§ **DOCUMENT EXCERPT**:
__________________________________________________
True Blue Picture Books

The Pantone Color Institute announced their color of the year recently, and it is Pantone 19-4052 Classic Blue. They define the color on their website as:

Instilling calm, confidence, and connection, this enduring blue highlights our desire for a dependable and stable foundation on which to build as we cross the threshold into a new era.

That is a lot of power to ascribe to a paint chip. Some see a political message here, but I couldn’t help but think of all the children’s books that have the color blue in their title. And isn’t a “dependable and stable foundation” where “calm, confidence and connection” are nurtured the right ingredients for a successful childhood? And “crossing the threshold into a new era” can surely describe the coming of age and growing up that all children must do.

Powerful indeed.

There are so many children’s books that have the word blue in their title. A lot of adult ones, too. Maybe because the color is so classic, and can mean different things. You can have the blues, as well as sing them. Something can happen once in a blue moon, and then out of the blue. A blue-blood can enjoy a blue-plate special. And a faithful friend is true blue. No conflicting meanings there.

Is there any relationship more true blue than the one between a boy and his dog? In Laura Vaccaro Seeger’s Blue, the reader watches a small child and his puppy Blue grow up together. Using only two words per spread including the word blue we see them play together (ocean blue), sleep together (midnight blue), and read together (quiet blue). Near the end we see old blue with the now teenage boy and the inevitable sadness, or blues, that is about to come. But just as loss is part of living and growing up, so is change. At the very end, the older boy has “crossed the threshold” into a new relationship with a girl and her dog. New blue.

Such a simple but moving story. The illustrations using multiple shades of the color blue convey so much feeling and advance the story so seamlessly. Watch for the blue bandanna that is in nearly every picture. Highly recommended.
__________________________________________________
§ **RAW DATA**:

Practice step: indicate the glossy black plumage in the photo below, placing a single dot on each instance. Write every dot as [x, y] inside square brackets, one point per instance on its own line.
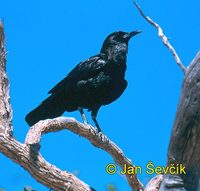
__________________________________________________
§ **GIVEN TASK A**: In the article on blue-titled picture books, what is the full name of the color the Pantone Color Institute chose as its color of the year?
§ **GIVEN TASK B**: Extend the article on blue-titled picture books, beginning after its final sentence.

§ **WRITTEN RESPONSE A**: Pantone 19-4052 Classic Blue.

§ **WRITTEN RESPONSE B**:
In Emily’s Blue Period by Cathleen Daly with illustrations by Lisa Brown, the stable foundation of a girl named Emily is being challenged by divorce. Emily is an aspiring artist who is learning about Picasso in school. She loves how he liked to mix things up in his art. Just like her. But Emily doesn’t like her family life to be all mixed up. Her father lives somewhere else, and she doesn’t know which place to call home.

Emily sees the world through an artists’ lens. While shopping for new furniture with her dad for his new place, she sees little cubes everywhere. And when asked why she won’t use the black charcoal in art class, she tells her mother that she is going through a blue period, just Like Picasso did when he was sad.

It is a little early in my career to be having a blue period, but it is happening all the same.

In the end, it is art that helps her to figure out the meaning of home and family, and to end her blue period. It is a picture book, but it is broken up into small chapters, or periods. The blues are muted throughout much of the beginning, but become more colorful at the end when she has overcome her sadness, or blues. Another good book about a young artist finding her way using the art she loves.

There are a lot of moons in children’s literature. Here is a blue one. In The Boy And The Blue Moon, by Sara O’Leary, a boy and his cat set out for a nighttime walk.

On the night of the blue moon, anything can happen, said the boy.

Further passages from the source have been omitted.